WHAT THE EXERCISE ASKS ->
Please reproduce the records below word for word, from their start through the line containing "of the white".

##### THE DATA #####

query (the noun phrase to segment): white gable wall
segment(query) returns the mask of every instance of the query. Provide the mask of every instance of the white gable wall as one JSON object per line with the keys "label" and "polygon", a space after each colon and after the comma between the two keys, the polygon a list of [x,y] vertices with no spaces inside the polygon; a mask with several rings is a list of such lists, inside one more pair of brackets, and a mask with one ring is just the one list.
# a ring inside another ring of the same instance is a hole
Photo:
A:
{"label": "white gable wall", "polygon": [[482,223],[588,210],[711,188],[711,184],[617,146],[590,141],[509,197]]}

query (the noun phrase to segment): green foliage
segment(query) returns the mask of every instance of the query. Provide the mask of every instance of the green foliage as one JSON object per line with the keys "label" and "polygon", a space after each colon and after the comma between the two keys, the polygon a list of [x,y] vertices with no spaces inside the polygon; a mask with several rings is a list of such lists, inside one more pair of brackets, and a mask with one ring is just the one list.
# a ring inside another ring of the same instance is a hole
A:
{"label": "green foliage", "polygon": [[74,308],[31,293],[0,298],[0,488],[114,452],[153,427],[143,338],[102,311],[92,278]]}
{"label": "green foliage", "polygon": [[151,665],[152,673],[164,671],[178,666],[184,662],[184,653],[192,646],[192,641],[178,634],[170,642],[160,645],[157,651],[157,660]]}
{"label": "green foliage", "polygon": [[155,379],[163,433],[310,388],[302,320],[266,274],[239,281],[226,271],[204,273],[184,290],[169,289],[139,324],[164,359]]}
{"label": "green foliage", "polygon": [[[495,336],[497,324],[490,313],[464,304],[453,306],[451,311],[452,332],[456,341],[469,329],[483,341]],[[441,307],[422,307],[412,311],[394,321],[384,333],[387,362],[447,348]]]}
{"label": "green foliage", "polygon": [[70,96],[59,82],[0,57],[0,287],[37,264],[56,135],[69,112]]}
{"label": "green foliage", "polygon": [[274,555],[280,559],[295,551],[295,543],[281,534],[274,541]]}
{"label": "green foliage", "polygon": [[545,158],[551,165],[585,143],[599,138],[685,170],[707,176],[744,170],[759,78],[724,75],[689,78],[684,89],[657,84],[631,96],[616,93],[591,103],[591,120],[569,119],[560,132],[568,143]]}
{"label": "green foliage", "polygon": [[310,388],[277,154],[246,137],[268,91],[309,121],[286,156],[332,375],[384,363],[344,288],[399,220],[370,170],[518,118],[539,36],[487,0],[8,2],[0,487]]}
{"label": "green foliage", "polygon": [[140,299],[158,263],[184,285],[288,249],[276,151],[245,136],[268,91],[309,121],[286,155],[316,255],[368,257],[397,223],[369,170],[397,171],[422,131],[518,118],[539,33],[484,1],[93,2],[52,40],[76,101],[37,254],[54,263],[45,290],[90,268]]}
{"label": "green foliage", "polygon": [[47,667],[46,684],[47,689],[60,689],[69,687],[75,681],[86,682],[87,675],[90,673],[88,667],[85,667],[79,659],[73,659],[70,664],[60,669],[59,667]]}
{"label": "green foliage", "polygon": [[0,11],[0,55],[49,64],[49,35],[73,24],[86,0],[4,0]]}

#####

EXERCISE SOLUTION ->
query (the noun phrase to segment): white gable wall
segment(query) returns the mask of every instance of the query. Provide the mask of every instance of the white gable wall as one JSON object per line with the keys "label" and "polygon", a space after each colon and after the comma between the two keys, the polygon a list of [x,y] vertices with no spaces inside the polygon; a mask with several rings is a list of such lists, inside one more pair of brackets, and a mask with one ring is just the one list.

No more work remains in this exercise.